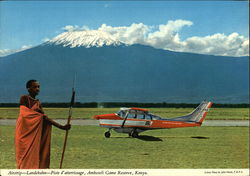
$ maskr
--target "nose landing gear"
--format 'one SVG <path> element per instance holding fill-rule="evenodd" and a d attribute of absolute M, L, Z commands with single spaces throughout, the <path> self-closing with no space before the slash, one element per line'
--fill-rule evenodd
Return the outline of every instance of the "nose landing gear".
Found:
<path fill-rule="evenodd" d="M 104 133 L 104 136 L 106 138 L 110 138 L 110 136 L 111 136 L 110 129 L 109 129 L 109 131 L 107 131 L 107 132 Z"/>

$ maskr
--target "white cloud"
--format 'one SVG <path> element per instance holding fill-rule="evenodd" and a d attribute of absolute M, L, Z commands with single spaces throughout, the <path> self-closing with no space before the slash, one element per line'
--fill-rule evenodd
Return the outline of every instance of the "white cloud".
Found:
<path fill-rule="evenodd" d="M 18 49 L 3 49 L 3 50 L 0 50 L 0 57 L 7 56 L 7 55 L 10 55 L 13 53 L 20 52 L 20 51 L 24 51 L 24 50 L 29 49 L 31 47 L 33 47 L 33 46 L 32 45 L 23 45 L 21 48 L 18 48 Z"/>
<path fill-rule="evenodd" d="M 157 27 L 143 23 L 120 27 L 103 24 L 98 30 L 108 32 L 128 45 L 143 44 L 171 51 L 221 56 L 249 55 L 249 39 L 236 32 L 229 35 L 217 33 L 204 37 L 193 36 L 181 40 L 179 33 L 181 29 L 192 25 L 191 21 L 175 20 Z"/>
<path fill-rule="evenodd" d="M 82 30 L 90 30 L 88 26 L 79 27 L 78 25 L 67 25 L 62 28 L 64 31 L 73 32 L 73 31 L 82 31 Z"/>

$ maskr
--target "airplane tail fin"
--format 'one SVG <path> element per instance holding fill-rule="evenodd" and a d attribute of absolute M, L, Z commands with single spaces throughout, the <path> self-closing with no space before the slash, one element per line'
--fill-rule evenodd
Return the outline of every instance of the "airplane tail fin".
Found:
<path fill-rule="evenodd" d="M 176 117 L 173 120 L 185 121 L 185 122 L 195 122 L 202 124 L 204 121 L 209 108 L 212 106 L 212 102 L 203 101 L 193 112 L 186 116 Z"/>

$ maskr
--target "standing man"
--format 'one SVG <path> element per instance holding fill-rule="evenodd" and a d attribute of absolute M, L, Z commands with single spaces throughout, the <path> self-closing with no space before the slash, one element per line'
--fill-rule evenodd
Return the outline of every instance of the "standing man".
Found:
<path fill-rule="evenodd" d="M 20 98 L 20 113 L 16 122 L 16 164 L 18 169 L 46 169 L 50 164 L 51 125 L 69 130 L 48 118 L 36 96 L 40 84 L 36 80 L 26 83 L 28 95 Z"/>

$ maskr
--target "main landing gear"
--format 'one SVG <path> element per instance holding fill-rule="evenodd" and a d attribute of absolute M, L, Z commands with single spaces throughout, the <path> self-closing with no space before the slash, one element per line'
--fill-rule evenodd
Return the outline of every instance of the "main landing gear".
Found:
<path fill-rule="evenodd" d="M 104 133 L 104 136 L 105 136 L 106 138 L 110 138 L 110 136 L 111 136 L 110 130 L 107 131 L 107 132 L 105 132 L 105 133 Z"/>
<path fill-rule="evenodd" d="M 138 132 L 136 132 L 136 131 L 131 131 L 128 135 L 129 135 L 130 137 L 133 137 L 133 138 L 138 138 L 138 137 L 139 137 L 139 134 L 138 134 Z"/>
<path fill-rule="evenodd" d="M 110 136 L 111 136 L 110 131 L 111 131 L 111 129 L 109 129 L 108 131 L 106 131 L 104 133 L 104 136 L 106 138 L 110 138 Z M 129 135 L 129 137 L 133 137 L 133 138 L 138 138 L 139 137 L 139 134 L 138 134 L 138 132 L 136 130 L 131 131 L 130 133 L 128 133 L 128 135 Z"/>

...

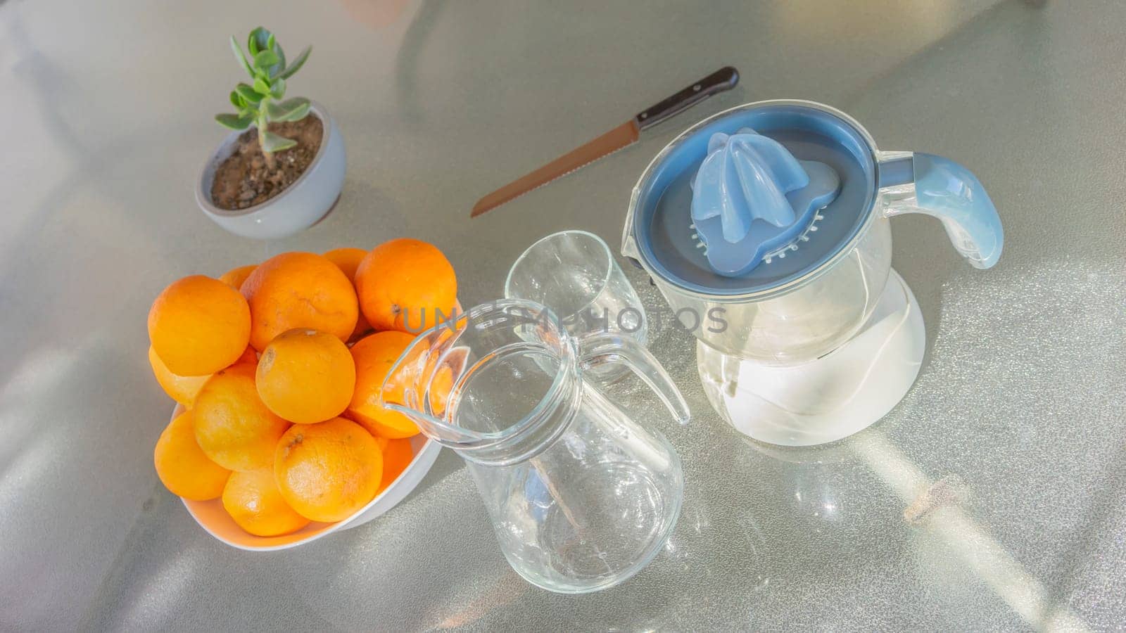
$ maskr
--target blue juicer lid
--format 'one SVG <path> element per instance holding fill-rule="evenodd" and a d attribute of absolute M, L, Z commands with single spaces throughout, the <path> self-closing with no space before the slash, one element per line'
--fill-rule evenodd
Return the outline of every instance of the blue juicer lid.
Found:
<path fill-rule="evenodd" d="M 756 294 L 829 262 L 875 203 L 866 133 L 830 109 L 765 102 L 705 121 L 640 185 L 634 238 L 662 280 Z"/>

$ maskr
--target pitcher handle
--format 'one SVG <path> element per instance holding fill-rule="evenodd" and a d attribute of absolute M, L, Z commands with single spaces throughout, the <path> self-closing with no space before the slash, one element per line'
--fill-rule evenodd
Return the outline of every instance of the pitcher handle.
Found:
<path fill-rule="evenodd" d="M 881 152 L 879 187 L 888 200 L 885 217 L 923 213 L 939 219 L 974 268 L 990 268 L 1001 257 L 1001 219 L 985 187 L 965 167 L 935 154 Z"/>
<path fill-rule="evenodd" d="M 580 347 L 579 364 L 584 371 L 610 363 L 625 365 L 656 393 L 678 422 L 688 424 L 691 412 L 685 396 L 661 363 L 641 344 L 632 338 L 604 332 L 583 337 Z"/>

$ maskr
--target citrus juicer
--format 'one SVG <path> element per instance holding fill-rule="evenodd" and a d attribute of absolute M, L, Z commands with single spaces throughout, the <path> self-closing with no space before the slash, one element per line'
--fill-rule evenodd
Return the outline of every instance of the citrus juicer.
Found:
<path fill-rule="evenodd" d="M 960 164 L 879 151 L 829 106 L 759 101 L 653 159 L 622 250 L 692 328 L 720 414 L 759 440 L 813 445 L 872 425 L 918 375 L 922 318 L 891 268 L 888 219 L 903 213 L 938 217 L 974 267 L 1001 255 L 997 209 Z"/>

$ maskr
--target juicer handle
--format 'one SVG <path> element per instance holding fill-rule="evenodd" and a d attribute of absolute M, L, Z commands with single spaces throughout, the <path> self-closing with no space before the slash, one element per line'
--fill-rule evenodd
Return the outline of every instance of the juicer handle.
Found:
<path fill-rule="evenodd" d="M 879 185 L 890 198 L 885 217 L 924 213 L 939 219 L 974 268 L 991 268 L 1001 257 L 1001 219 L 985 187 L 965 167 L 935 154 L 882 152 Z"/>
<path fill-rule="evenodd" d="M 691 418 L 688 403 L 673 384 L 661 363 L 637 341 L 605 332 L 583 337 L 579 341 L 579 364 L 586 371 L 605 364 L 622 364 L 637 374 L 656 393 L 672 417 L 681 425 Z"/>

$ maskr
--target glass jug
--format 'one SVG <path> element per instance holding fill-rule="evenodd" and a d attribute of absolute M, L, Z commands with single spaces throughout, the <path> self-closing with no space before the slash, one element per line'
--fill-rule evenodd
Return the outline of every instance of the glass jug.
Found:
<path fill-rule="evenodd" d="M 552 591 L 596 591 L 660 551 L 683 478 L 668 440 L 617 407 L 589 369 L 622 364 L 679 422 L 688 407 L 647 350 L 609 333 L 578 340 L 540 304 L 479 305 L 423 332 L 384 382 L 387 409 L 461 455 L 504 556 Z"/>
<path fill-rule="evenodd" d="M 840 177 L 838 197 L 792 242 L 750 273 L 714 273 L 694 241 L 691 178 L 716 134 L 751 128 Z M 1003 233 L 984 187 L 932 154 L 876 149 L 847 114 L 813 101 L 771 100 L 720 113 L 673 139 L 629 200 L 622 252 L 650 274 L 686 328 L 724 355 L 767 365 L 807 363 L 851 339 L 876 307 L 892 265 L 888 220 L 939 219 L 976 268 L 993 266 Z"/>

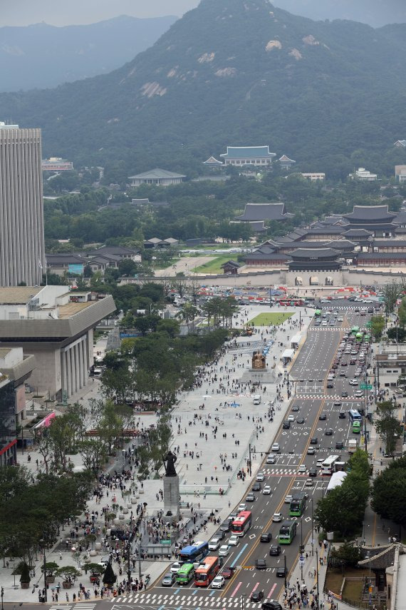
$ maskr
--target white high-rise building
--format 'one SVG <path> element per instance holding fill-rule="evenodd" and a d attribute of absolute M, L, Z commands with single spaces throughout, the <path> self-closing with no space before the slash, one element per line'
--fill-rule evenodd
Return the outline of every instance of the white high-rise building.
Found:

• [Required task] Identify every line of the material above that contains the string "citrus", and copy each such line in full. Case counts.

• [Finished exercise]
--target citrus juicer
Return the outline of every instance of the citrus juicer.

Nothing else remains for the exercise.